*WHAT YOU SHOULD DO*:
Pick up the article on electronic cigarettes after its last paragraph and keep writing it.

*SELECTED PASSAGE*:
....................
Electronic Cigarettes: Problem Solvers or Problem Starters?
Electronic cigarettes — better known as e-cigs or e-cigarettes — have been both helping and hindering students in the last few weeks. Complaints have circulated about students smoking electronic cigarettes indoors, though there’s no statement available concerning the policy of smoking e-cigarettes inside the buildings on campus. However, one question on the matter remains: Are electronic cigarettes beneficial, harmful or both?
Junior Andrew VanDyke, who uses electronic cigarettes, says they can help smokers seeking to shake their habit.
“I know a few people who have used them and subsequently stopped smoking regular cigarettes altogether,” VanDyke said. “E-cigs are different from regular cigarettes in that they vaporize a liquid with or without nicotine in them, and therefore do not actually burn anything. One of the main benefits of e-cigs is that they lack the cancer causing chemicals in cigarettes.”
Despite VanDyke’s confidence in the product, the complete result of electronic cigarettes remains unknown. Dr. Laura Champion, the director for health services at Calvin, believes that more research should be done before finalizing any theories of how effective electronic cigarettes can be.
“There is a great interest lately, but little research,” Champion said. “The question of short-term and long-term, active versus passive e-cigarettes is a good first question. Other questions may include effects of inhaling elements through heated plastic, the effect of the e-cigarette on the complete blood count in short-term and long-term smokers and the variance of effect on men versus women and those of different ethnicities.”
....................
*STUDY MATERIAL*:
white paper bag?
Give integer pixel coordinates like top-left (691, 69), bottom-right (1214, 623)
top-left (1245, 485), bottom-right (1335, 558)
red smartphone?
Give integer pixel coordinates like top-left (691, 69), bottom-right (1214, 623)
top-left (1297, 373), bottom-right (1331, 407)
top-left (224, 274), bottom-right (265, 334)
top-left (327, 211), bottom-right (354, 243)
....................
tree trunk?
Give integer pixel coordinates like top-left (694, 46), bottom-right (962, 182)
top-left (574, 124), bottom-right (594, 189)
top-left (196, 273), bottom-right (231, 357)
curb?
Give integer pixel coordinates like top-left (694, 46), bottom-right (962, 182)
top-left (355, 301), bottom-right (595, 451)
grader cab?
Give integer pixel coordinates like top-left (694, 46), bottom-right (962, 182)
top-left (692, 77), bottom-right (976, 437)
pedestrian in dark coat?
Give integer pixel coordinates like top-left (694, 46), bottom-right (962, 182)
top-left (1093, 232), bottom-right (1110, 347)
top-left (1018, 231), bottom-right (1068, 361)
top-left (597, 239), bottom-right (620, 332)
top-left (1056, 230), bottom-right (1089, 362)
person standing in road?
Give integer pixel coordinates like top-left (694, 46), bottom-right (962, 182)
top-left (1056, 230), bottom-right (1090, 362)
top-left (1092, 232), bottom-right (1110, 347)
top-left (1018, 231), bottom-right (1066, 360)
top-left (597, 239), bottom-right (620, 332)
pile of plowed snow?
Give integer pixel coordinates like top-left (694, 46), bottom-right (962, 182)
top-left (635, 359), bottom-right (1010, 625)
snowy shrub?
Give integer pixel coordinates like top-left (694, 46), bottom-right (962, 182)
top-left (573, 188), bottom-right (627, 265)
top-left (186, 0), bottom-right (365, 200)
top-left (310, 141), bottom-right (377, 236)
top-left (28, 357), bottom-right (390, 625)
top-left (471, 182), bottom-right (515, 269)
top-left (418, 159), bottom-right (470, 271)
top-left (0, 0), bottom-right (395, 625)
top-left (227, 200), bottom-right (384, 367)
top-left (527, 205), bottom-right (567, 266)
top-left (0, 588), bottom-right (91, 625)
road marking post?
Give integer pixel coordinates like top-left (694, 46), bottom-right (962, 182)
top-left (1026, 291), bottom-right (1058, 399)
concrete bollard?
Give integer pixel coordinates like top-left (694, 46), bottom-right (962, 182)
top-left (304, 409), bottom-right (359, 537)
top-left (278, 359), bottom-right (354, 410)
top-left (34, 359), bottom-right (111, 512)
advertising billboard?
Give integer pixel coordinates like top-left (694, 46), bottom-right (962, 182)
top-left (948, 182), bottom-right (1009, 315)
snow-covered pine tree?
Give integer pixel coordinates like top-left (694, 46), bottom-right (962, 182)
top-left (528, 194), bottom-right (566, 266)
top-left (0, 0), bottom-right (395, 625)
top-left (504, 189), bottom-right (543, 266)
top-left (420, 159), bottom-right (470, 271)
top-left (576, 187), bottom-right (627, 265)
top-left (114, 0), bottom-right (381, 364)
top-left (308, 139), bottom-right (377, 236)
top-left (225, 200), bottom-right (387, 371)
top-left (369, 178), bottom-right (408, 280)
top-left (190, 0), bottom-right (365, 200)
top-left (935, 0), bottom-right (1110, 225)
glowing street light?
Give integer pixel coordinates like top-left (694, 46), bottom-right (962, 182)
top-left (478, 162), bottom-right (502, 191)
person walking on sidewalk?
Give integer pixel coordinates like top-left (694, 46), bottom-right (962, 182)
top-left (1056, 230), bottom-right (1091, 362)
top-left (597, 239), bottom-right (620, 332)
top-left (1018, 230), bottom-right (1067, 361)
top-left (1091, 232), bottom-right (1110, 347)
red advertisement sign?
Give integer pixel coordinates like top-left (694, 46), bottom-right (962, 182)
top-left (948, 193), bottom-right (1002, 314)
....................
*ANSWER BOX*:
In an experiment conducted at the FAME Laboratory in February 2013, scientists had 15 smokers and 15 non-smokers test and compare regular cigarettes to electronic cigarettes. The objective of the experiment was to assess the effects of short-term smoking using electronic cigarettes. Scientists conducting the experiment concluded that the effects of electronic cigarettes were similar to that of regular ones, but reduced. More information on the experiment can be found here.Even though no statement on the policy of using these alternatives at Calvin was available, students such as senior Ashley Bingle wish that the use of electronic cigarettes in buildings on campus would be much more limited than it is now.
“[Smoking in class] is disruptive because it’s not something that is discreet,” she said. “It affects everyone around you. I’ve heard people complaining about their eyes stinging, for example. It’s very distracting to smell the smoke and think ‘where did that come from?’ You’re not expecting vapor to appear in front of you in a building.”
Senior Josh Peters agreed with Bingle and believes that electronic cigarettes can be dangerous even for non-smokers.
“[The smoke] makes it very hard to breathe,” he said.
Although VanDyke admitted that studies of electronic cigarettes should be explored more, he believes that they pose little to no health problems in comparison to regular cigarettes.
“The smoke that you exhale is primarily water vapor,” VanDyke said, “and as it is not smoke, there is no risk of second-hand smoke. The health risks of e-cigs are still largely unstudied, but there are many people, myself included, who believe that the risks are greatly reduced compared to regular cigarettes.”